**EXERCISE DIRECTIONS:**
Count the lines in the records below that contain the string "slipper", and give only that number.
►
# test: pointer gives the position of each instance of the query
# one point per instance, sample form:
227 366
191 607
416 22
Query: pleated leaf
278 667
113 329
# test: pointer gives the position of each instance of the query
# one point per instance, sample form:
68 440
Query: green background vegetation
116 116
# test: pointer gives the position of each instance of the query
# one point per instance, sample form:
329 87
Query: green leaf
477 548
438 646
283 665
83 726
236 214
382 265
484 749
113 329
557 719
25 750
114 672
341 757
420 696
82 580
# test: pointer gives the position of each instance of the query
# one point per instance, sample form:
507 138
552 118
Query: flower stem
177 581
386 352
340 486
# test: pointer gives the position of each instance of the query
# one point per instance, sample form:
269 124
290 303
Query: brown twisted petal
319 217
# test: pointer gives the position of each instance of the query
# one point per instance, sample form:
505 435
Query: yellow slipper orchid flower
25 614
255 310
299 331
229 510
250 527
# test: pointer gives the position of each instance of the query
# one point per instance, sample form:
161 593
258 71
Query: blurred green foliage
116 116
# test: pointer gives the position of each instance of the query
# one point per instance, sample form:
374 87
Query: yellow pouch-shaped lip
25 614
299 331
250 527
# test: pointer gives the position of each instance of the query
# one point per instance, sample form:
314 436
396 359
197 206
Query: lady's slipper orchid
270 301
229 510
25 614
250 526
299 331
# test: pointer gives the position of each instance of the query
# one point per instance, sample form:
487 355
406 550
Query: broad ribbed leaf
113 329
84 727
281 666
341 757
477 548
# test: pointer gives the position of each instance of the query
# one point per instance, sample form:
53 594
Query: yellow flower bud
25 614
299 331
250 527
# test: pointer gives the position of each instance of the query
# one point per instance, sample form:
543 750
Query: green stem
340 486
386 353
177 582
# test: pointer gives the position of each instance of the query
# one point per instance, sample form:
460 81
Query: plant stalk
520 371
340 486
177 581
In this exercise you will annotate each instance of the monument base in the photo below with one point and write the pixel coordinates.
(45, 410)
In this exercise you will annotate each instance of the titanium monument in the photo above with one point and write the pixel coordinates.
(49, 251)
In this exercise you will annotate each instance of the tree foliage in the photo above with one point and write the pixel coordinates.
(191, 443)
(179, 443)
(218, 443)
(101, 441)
◄
►
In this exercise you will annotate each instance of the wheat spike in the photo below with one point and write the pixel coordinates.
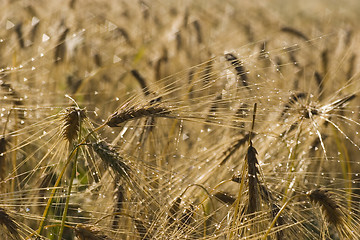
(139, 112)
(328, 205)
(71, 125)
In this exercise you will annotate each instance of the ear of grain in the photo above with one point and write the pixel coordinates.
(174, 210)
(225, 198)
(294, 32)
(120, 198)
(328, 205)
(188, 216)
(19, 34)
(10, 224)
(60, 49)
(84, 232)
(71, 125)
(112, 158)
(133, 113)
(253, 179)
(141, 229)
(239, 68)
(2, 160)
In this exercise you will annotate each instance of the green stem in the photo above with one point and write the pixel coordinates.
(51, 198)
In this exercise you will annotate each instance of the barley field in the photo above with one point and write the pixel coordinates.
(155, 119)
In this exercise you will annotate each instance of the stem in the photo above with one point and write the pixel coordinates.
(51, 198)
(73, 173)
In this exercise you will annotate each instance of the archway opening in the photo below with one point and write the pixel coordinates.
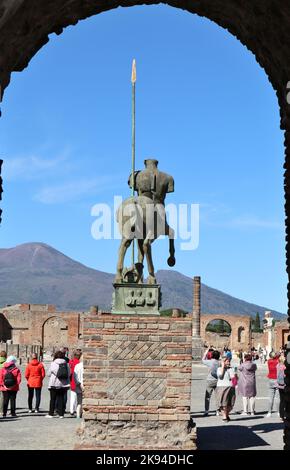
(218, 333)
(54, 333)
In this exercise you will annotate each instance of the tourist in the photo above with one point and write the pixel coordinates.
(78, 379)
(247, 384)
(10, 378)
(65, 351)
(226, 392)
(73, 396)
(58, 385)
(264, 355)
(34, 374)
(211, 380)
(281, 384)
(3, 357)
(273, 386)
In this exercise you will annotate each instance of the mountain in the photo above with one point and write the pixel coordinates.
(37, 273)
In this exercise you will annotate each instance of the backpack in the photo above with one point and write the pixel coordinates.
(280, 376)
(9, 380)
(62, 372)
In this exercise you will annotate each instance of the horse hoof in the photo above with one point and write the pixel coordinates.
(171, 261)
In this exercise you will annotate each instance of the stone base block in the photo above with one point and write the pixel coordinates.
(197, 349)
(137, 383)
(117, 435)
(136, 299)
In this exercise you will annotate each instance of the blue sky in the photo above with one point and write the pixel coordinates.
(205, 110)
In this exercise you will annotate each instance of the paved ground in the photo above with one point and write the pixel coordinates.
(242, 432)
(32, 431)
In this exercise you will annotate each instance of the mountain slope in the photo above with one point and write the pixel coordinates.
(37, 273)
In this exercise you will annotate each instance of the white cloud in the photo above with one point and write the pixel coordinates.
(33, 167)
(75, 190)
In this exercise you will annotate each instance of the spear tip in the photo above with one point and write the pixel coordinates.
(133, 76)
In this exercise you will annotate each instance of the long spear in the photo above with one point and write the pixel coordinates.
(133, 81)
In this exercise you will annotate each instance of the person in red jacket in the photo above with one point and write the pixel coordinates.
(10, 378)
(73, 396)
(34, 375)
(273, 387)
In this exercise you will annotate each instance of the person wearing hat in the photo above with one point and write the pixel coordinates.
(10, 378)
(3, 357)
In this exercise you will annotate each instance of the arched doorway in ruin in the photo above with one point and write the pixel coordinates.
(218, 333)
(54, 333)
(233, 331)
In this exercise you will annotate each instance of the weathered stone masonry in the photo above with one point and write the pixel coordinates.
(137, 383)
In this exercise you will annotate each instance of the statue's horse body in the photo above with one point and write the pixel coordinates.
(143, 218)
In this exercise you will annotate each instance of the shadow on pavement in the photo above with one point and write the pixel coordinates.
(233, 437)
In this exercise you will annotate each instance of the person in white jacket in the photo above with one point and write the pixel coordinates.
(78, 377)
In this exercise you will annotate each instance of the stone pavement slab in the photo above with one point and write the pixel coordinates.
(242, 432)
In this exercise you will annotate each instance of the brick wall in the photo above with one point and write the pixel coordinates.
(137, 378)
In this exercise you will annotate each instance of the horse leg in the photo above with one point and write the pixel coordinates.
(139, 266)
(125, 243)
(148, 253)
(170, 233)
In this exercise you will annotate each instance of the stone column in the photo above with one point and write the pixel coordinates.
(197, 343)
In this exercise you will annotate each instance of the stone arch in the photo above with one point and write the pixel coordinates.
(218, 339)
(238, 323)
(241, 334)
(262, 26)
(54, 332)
◄
**FULL RESPONSE:**
2